▶ [DOCUMENT SECTION]
####
Tuesday, June 24, 2008

Creating Lucene Index in a Database - Apache Lucene

My previous post, Indexing a database and searching the content using Lucene, shows how to index records (or stored files) in a database. In that case the index is created in the local file system. However in real scenarios most of the applications run on clustered environments. Then the problem comes where to create the search index.

Creating the index in the local file system is not a solution for the particular situation as the index should be synchronized and shared by every node. One solution is clustering the JVM while using a Lucene RAMDirectory (keep in mind it disappears after a node failure) instead of a FSDirectory. Terracotta framework can be used to cluster the JVM. This blog entry shows a code snippet.

Anyway I thought not to go that far and decided to create the index in the database so that it can be shared by everyone. Lucence contains the JdbcDirectory interface for this purpose. However the implementation of this interface is not shipped with Lucene itself. I found a third party implementation of that. Compass project provides the implementation of JdbcDirectory. (No need to worry about compass configurations etc. JdbcDirectory can be used with pure Lucene without bothering about Compass Lucene stuff).
####
▶ [Dataset rows]
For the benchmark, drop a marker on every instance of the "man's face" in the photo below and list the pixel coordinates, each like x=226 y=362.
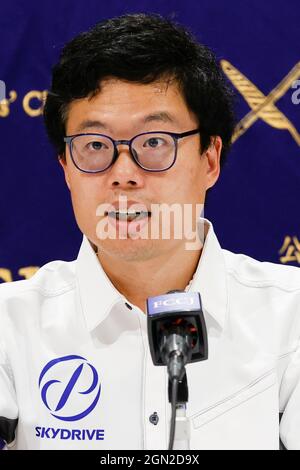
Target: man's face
x=123 y=110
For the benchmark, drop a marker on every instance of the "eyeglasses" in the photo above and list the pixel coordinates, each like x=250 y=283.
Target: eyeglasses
x=152 y=151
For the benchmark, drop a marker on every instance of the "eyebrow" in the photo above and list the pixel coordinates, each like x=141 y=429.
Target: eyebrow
x=161 y=116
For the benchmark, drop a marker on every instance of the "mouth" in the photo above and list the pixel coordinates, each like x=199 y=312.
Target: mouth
x=128 y=216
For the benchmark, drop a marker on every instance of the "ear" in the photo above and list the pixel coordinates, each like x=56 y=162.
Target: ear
x=213 y=155
x=62 y=160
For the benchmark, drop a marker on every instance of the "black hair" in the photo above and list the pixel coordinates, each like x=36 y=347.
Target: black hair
x=141 y=48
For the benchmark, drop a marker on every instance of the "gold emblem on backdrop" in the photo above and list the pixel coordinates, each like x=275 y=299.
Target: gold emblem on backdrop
x=290 y=250
x=262 y=107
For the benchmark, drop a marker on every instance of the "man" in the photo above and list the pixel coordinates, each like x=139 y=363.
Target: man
x=141 y=119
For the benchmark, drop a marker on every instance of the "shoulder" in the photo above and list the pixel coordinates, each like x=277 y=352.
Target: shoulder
x=254 y=273
x=52 y=279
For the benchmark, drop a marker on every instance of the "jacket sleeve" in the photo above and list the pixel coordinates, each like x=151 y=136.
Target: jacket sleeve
x=290 y=403
x=8 y=402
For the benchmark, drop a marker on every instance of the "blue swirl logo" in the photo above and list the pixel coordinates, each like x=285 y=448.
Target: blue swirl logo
x=69 y=400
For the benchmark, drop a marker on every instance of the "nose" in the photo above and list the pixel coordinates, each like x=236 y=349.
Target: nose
x=125 y=172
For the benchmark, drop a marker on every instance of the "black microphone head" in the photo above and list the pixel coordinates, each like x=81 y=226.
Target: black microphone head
x=176 y=310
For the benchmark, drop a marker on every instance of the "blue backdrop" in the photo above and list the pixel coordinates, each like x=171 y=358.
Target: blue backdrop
x=255 y=204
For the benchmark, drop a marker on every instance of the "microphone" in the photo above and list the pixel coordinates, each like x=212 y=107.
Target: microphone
x=176 y=331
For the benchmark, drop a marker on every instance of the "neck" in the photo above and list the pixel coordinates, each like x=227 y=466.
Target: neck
x=138 y=280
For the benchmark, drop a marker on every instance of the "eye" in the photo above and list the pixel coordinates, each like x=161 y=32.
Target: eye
x=96 y=145
x=154 y=142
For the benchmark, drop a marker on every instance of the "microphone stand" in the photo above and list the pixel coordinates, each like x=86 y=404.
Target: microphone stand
x=182 y=428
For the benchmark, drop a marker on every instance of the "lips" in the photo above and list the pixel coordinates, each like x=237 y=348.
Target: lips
x=127 y=211
x=128 y=215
####
▶ [EXERCISE REQUIREMENTS]
Continue the blog post about creating a Lucene index in a database, picking up after its last sentence. These entries are separate material and are unrelated to the blog post on storing a Lucene index in a database.

▶ [OUTPUT FOR THIS TASK]
Here is a simple example
//you need to include lucene and jdbc jars 
import org.apache.lucene.store.jdbc.JdbcDirectory;

import org.apache.lucene.store.jdbc.dialect.MySQLDialect;

import com.mysql.jdbc.jdbc2.optional.MysqlDataSource;
.
//code snippet to create index
MysqlDataSource dataSource = new MysqlDataSource();

dataSource.setUser("root");

dataSource.setPassword("password");

dataSource.setDatabaseName("test");

dataSource.setEmulateLocators(true); //This is important because we are dealing with a blob type data field

JdbcDirectory jdbcDir = new JdbcDirectory(dataSource, new MySQLDialect(), "indexTable");

jdbcDir.create(); // creates the indexTable in the DB (test). No need to create it manually
.

//code snippet for indexing
StandardAnalyzer analyzer = new StandardAnalyzer();

IndexWriter writer = new IndexWriter(jdbcDir, analyzer, true);

indexDocs(writer, dataSource.getConnection());

System.out.println("Optimizing...");

writer.optimize();

writer.close();


static void indexDocs(IndexWriter writer, Connection conn)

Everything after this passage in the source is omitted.